#### Available data

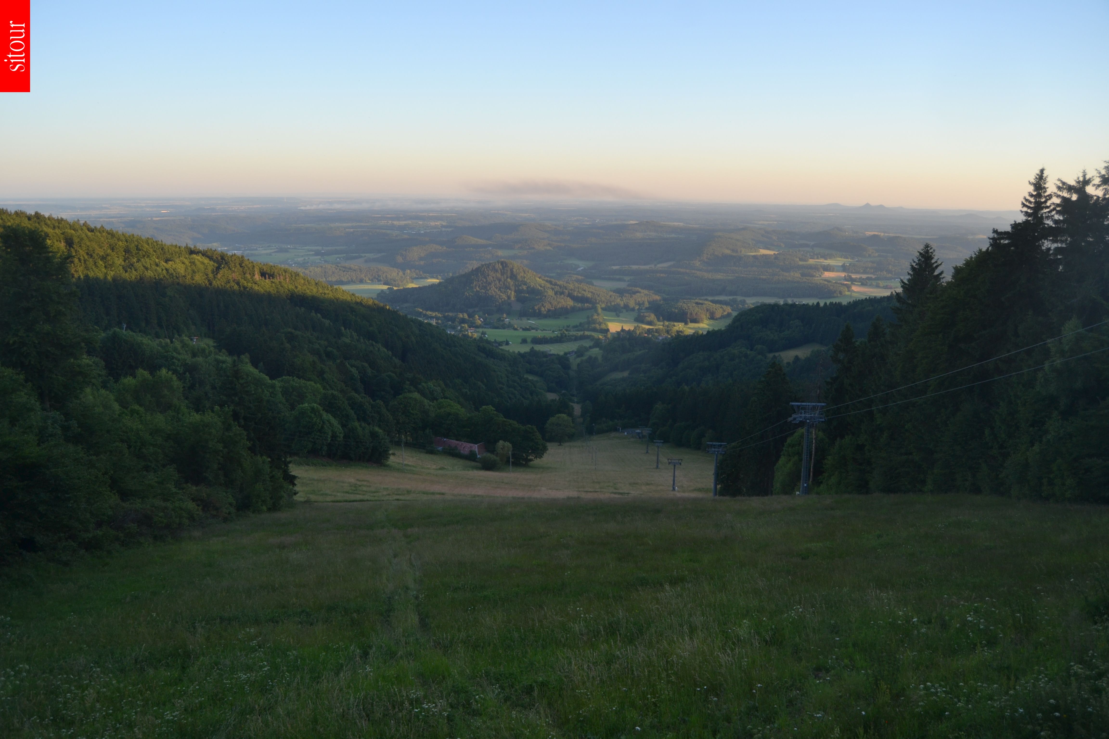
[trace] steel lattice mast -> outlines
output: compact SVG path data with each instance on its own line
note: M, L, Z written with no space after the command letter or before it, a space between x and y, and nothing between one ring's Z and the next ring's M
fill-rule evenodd
M816 424L824 420L824 407L827 403L790 403L793 406L792 423L805 424L805 439L801 448L801 491L800 495L808 494L808 485L813 482L812 445L816 441Z
M728 449L728 444L722 441L710 441L705 448L712 454L712 496L716 497L716 465L720 463L720 455Z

########

Update the entries by replacing "steel lattice mast" with "transmission tower" and leaving every other part unchanged. Leave the pictures out of your answer.

[trace] transmission tower -> outlines
output: compact SVG path data with each instance on its own line
note: M, L, Z written with no space after the command letter or before it, a space between x and y, and nothing between one ring's Z and the next ring's M
fill-rule evenodd
M816 424L824 420L824 407L827 403L790 403L793 406L792 423L805 424L805 439L801 448L801 491L800 495L808 494L808 485L813 482L812 445L816 441Z
M728 449L728 444L722 441L710 441L705 448L712 454L712 496L716 497L716 465L720 463L720 455Z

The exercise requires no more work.